Since the pictures are not wanted, reproduce only the rest of the records, exactly as given.

---+---

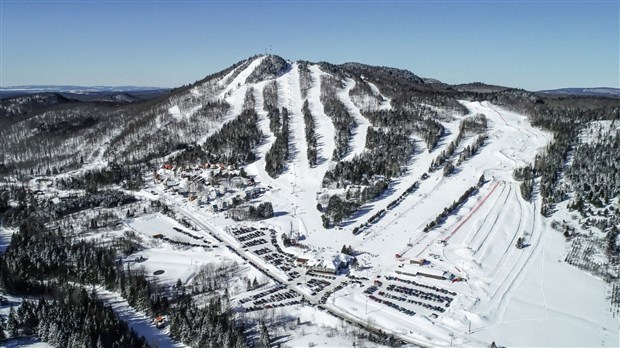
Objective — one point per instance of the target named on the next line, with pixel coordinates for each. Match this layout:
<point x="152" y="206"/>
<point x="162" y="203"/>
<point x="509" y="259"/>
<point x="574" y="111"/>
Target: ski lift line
<point x="478" y="205"/>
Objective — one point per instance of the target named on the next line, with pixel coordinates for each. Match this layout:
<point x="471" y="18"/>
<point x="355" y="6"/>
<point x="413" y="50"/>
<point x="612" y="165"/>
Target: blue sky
<point x="527" y="44"/>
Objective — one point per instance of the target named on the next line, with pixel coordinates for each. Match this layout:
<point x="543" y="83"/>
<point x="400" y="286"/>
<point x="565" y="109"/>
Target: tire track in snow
<point x="324" y="127"/>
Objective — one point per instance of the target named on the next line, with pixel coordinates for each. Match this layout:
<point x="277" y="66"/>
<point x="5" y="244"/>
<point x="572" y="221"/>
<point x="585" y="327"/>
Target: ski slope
<point x="516" y="297"/>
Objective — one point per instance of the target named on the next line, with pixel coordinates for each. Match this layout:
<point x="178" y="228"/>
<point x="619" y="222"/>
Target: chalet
<point x="170" y="183"/>
<point x="301" y="262"/>
<point x="419" y="262"/>
<point x="332" y="263"/>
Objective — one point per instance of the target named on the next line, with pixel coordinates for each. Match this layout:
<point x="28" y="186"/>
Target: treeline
<point x="342" y="120"/>
<point x="259" y="212"/>
<point x="311" y="138"/>
<point x="387" y="151"/>
<point x="278" y="154"/>
<point x="595" y="171"/>
<point x="270" y="96"/>
<point x="128" y="176"/>
<point x="337" y="210"/>
<point x="70" y="317"/>
<point x="474" y="124"/>
<point x="439" y="220"/>
<point x="232" y="144"/>
<point x="471" y="150"/>
<point x="416" y="121"/>
<point x="209" y="326"/>
<point x="37" y="260"/>
<point x="270" y="68"/>
<point x="29" y="206"/>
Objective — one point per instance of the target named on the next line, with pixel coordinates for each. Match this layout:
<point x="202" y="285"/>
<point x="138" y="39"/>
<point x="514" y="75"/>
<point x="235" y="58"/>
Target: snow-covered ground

---+---

• [EXERCISE RESULT]
Objective — one point per instance of the target named on the next line, with pixel coordinates for each. Match this layout:
<point x="152" y="206"/>
<point x="162" y="203"/>
<point x="509" y="259"/>
<point x="574" y="111"/>
Target: ski lift line
<point x="478" y="205"/>
Objective — one point per instance of the target named on the next line, with pixel coordinates for each. Match this layout:
<point x="471" y="18"/>
<point x="355" y="6"/>
<point x="413" y="50"/>
<point x="612" y="165"/>
Target: blue sky
<point x="527" y="44"/>
Objective — one point per instance of the target named on the next line, with pixel coordinates for each. Match this layout:
<point x="543" y="83"/>
<point x="400" y="286"/>
<point x="565" y="109"/>
Target: tire track in snow
<point x="324" y="127"/>
Objective — one point per instance of the target named on the next line, with pixel coordinates for each. Match this layout:
<point x="277" y="66"/>
<point x="5" y="244"/>
<point x="572" y="221"/>
<point x="585" y="327"/>
Target: ski slope
<point x="516" y="297"/>
Objective — one point per instance of the target named on the next line, with pixel coordinates for each. Match this layout:
<point x="178" y="228"/>
<point x="619" y="222"/>
Target: chalet
<point x="170" y="183"/>
<point x="301" y="262"/>
<point x="419" y="262"/>
<point x="332" y="263"/>
Objective — one point per instance of the target named on the next line, with pixel coordinates for each. Match this layout:
<point x="28" y="186"/>
Target: treeline
<point x="342" y="120"/>
<point x="259" y="212"/>
<point x="311" y="138"/>
<point x="387" y="151"/>
<point x="278" y="154"/>
<point x="595" y="171"/>
<point x="270" y="96"/>
<point x="128" y="176"/>
<point x="337" y="210"/>
<point x="70" y="317"/>
<point x="474" y="124"/>
<point x="439" y="220"/>
<point x="232" y="144"/>
<point x="471" y="150"/>
<point x="416" y="121"/>
<point x="209" y="326"/>
<point x="37" y="260"/>
<point x="270" y="68"/>
<point x="29" y="206"/>
Objective — one point per instance of the target named on the next line, with pixel coordinates for each. Match this layout:
<point x="202" y="285"/>
<point x="138" y="39"/>
<point x="514" y="75"/>
<point x="235" y="58"/>
Target: snow-covered ground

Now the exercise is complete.